→ AIM OF THE TASK
Please copy every line of the listing from the line with "query | sailor in red jersey" through the end of the listing, both included, and offset each point coordinate in the answers by adding 53.

→ INPUT

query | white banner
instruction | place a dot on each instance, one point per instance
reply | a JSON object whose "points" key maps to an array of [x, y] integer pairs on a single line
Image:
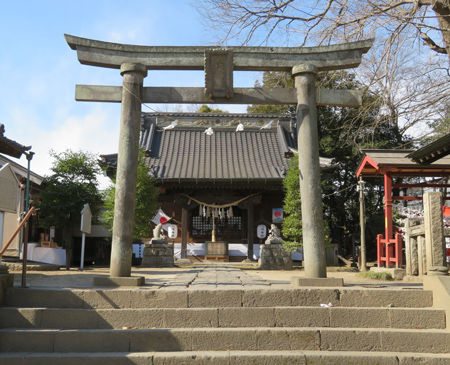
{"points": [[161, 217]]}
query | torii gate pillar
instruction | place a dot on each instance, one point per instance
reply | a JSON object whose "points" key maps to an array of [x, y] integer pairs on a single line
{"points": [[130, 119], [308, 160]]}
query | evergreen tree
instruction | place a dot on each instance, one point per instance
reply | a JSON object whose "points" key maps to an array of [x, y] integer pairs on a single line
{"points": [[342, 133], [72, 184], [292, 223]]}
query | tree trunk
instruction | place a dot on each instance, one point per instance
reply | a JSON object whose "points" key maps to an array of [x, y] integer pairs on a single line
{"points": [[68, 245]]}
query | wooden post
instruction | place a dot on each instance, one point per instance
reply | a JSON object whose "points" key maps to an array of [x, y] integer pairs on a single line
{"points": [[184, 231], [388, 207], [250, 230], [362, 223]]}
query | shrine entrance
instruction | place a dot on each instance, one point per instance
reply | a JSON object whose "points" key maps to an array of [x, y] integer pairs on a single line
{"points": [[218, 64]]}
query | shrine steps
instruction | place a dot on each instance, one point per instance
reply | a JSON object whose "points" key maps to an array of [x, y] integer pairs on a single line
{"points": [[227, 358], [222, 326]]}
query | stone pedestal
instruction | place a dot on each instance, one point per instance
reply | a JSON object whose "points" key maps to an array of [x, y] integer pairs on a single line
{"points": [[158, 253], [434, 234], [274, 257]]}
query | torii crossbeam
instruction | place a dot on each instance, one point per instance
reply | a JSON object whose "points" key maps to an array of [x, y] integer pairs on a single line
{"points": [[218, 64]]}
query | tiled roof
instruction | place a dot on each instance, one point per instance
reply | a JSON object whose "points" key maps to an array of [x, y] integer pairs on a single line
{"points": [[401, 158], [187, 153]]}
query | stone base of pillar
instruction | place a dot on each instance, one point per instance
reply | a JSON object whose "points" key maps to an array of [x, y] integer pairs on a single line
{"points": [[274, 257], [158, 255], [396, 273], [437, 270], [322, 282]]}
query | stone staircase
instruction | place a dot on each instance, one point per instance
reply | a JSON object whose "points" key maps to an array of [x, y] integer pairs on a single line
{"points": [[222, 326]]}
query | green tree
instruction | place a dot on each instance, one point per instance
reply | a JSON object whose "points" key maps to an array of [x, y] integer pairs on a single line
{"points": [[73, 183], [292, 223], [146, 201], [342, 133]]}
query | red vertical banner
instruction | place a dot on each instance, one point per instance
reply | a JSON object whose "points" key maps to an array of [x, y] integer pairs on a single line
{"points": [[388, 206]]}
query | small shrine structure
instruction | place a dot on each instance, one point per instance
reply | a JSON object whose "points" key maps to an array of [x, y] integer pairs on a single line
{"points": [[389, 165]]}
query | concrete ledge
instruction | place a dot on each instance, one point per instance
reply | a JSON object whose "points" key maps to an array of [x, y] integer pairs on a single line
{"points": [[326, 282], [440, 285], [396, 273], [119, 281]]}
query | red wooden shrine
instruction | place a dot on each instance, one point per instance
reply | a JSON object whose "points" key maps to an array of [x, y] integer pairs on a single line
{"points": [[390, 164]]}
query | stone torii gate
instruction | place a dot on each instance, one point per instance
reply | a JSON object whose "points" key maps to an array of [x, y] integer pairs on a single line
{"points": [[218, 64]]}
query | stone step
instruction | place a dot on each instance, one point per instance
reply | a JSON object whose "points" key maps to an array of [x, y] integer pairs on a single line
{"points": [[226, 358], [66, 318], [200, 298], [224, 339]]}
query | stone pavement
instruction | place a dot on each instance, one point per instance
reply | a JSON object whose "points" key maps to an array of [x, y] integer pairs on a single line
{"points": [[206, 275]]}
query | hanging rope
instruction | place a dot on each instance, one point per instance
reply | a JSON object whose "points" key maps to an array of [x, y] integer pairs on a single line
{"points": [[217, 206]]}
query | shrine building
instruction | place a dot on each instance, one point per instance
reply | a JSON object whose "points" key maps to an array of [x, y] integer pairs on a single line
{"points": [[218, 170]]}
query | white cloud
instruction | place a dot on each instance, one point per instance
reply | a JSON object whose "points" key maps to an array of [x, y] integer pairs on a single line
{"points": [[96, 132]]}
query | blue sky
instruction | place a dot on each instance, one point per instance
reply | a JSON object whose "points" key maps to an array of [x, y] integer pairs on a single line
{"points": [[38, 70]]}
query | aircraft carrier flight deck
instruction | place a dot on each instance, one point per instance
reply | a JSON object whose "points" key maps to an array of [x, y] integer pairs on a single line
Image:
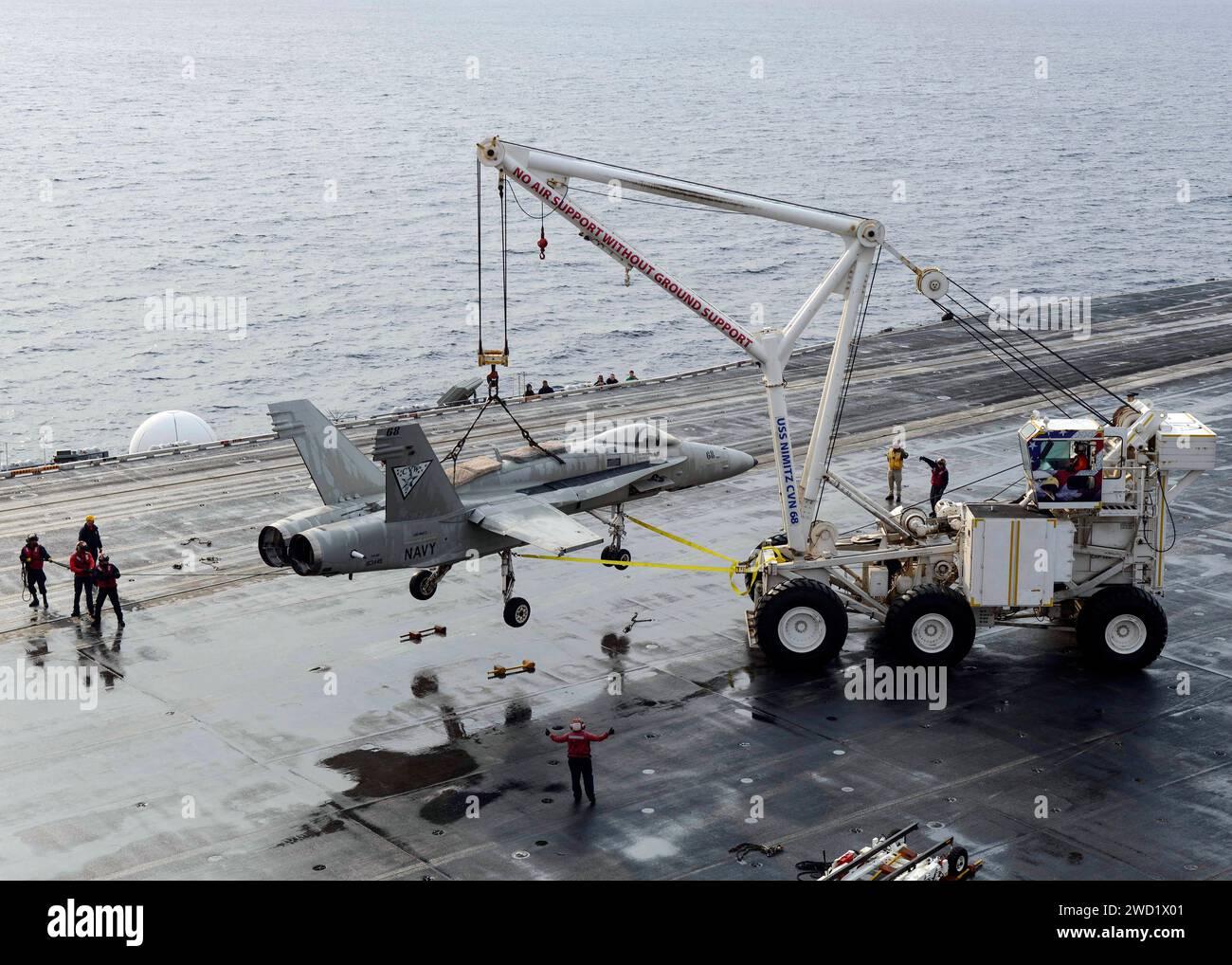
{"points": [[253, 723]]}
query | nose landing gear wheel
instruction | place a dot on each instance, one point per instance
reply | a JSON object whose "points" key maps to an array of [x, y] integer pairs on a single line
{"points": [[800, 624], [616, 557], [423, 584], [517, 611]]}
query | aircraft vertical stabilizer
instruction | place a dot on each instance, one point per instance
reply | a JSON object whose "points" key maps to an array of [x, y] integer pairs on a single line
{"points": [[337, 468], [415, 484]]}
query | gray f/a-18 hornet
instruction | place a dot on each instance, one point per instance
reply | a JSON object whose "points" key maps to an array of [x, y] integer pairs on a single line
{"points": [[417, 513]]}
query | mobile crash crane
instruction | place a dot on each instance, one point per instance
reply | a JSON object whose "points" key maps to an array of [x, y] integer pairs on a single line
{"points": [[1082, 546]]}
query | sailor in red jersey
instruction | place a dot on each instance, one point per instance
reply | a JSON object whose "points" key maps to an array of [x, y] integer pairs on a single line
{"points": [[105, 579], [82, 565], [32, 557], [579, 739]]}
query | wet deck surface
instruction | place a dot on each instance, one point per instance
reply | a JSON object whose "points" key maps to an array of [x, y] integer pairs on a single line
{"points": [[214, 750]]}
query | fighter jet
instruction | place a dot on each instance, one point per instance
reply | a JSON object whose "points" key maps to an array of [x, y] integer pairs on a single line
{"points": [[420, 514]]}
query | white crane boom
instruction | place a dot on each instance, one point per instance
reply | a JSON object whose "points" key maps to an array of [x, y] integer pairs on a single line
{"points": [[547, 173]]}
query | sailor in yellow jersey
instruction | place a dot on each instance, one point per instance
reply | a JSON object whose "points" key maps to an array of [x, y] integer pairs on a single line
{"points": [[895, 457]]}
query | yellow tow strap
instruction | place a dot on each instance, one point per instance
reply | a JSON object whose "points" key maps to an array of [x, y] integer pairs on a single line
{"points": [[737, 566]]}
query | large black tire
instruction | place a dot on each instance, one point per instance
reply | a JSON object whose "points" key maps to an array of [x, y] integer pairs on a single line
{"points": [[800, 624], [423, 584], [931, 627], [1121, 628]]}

→ EXERCISE SOLUTION
query | sailor in red jersey
instruction | place a dot on each instance, one point per instance
reply | a JSON object whose "points" key maps to an array of [x, y] integer pairs on a single line
{"points": [[158, 632], [135, 618], [85, 610], [632, 792]]}
query | wet deck surface
instruction | place a dot on each instance, one point per instance
reply | a JSON object whose "points" key maps to an array of [x, y] integer pairs on a single line
{"points": [[267, 803]]}
query | fighter jet
instruction | place a dot on each instance, one point per instance
reply | a JSON object whose "points" key maps to an array of [x, y] integer pairs on a single line
{"points": [[473, 567]]}
query | white crane boom
instruction | place a dot on each instance, one point per instance
reply | a JSON object whose "points" key maps to an array of [x, y] integer pairs on a single line
{"points": [[600, 226]]}
query | sailor in yellow jersey
instruction | place a dot on each instance, one point per instance
reply | a JSON object whose "points" key maps to an array of [x, y] integer pairs on a single line
{"points": [[948, 510]]}
query | yellow tow strap
instruction | place a dot on each instance, one point per instance
reply | a JSON object whose "points" key maps to an array of [x, y] integer pairs on a single line
{"points": [[790, 619]]}
query | large black tire
instruction | place a dot on each instance, one point per instance
reply | a JSON object whose "points" key maps to an array of [x, y] integer pairs on a single line
{"points": [[853, 677], [476, 637], [984, 680], [1174, 681]]}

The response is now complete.